§ **Tasks**:
a: Answer these from the King mandamus order, each on its own line and marked like the question:
(i) What statutory provision underlies King's mandamus petition?
(ii) Which two circuits are cited as having rejected the petitioner's theory?
(iii) According to the concurrence, how many factors does the mandamus test have?
b: For each statement, state whether the King mandamus order supports it (yes or no) and quote the words of the order that decide it.
(i) King claims that an extrajudicial source has biased Judge Davies.
(ii) The concurring judge describes the recusal question as a close one.
(iii) The Ninth Circuit had already considered whether the pervasive bias exception covers statements other than those reflecting personal animosity or prejudice.
c: Write out the part of the King mandamus order that starts at the words "16 F.3d 992" and ends after "885 (9th Cir.1991).".

Segment Start: Excerpted passage

Rodney Glen King v. United States District Court for the Central District of California, City of Los Angeles, Real Parties in Interest

16 F.3d 992 | 9th Cir. | 1994

Lead Opinion

ORDER

Rodney King has filed a petition for a writ of mandamus seeking to have Judge John G. Davies disqualified from presiding at the trial of his civil damage action against the City of Los Angeles and the officers involved in his beating. We deny his petition.

The statutory provision underlying King’s mandamus petition, 28 U.S.C. § 455(a), states that “[a]ny justice, judge or magistrate of the United States shall disqualify himself in any proceeding in which his *993impartiality might- reasonably be questioned.” Recusal ordinarily is required “only if the bias or prejudice stems from an extrajudicial source,” and not from a judge’s conduct or rulings during the course of judicial proceedings. Pau v. Yosemite Park and Curry Co., 928 F.2d 880, 885 (9th Cir.1991).

Petitioner does not claim that an extrajudicial source has biased Judge Davies. Rather, his claim for relief is based on the pervasive bias exception, which is applicable when the petitioner shows that “a judge’s remarks in a judicial context demonstrate such pervasive bias and prejudice that it constitutes bias against a party.” United States v. Monaco, 852 F.2d 1143, 1147 (9th Cir.1988), cert. denied, 488 U.S. 1040, 109 S.Ct. 864, 102 L.Ed.2d 988 (1989). Petitioner contends that this exception applies to in-court statements made in earlier proceedings that indicate a view on issues that will arise in a pending proceeding. He also contends that, so construed, the exception would be applicable here.

This court has not yet considered whether this exception is applicable in cases in which the alleged bias consists of statements other than those reflecting personal animosity or prejudice. Other circuits have rejected petitioner’s theory. Davis v. CIR, 734 F.2d 1302, 1303 (8th Cir.1984); United States v. Sims, 845 F.2d 1564, 1570 (11th Cir.), cert. denied, 488 U.S. 957, 109 S.Ct. 395, 102 L.Ed.2d 384 (1988). Under these circumstances, we cannot say that the district court’s refusal to recuse itself is clearly erroneous. See Bauman v. United States District Court, 557 F.2d 650, 654-55 (9th Cir.1977); In re Cement Antitrust Litigation, 688 F.2d 1297, 1305 (9th Cir.1982).

Accordingly, the petition is DENIED.






Concurrence Opinion

REINHARDT, Circuit Judge,

specially concurring:

While I concur fully in the court’s order, I believe that a fuller explanation of my reasons for doing so may be of some benefit.

Mandamus is an extraordinary writ. We do not grant relief simply because a district court commits an error, even one that would ultimately require a reversal on appeal. Rather, we apply a stringent five-factor test, a key part of which involves the question whether the error is “clear.” See Bauman v. United States District Court, 557 F.2d 650, 654-55 (9th Cir.1977); In re Cement Antitrust Litigation, 688 F.2d 1297, 1305 (9th Cir.1982) (“Cement II”). While mandamus is sometimes an appropriate method of reviewing a judge’s refusal to recuse himself, in this ease the clear error factor is not only important but controlling.1

In short, because the law with respect to recusal is insufficiently clear to permit us to say on the basis of the record before us that Judge Davies’ refusal to recuse himself is clearly erroneous, the standards for granting an extraordinary writ are not met.2

I should note, however, that even though I cannot conclude that Judge Davies’ action constitutes clear error, the question is a close one. Its outcome depends on how the courts ultimately construe the nature of a rule that has only recently been adopted in this and other circuits.

Segment End: Excerpted passage
Segment Start: Available data

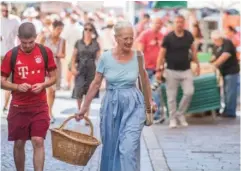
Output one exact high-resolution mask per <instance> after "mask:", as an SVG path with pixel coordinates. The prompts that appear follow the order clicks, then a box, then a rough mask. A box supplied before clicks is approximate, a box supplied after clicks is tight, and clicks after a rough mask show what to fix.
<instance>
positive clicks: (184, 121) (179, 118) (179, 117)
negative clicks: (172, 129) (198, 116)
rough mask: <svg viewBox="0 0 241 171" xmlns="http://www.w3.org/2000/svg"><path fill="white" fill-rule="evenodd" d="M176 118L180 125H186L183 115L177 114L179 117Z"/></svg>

Segment End: Available data

§ **Outputs by task**:
a:
(i) 28 U.S.C. § 455(a)
(ii) The Eighth Circuit and the Eleventh Circuit
(iii) Five

b:
(i) No: "Petitioner does not claim that an extrajudicial source has biased Judge Davies."
(ii) Yes: "the question is a close one."
(iii) No: "This court has not yet considered whether this exception is applicable in cases in which the alleged bias consists of statements other than those reflecting personal animosity or prejudice."

c:
16 F.3d 992 | 9th Cir. | 1994

Lead Opinion

ORDER

Rodney King has filed a petition for a writ of mandamus seeking to have Judge John G. Davies disqualified from presiding at the trial of his civil damage action against the City of Los Angeles and the officers involved in his beating. We deny his petition.

The statutory provision underlying King’s mandamus petition, 28 U.S.C. § 455(a), states that “[a]ny justice, judge or magistrate of the United States shall disqualify himself in any proceeding in which his *993impartiality might- reasonably be questioned.” Recusal ordinarily is required “only if the bias or prejudice stems from an extrajudicial source,” and not from a judge’s conduct or rulings during the course of judicial proceedings. Pau v. Yosemite Park and Curry Co., 928 F.2d 880, 885 (9th Cir.1991).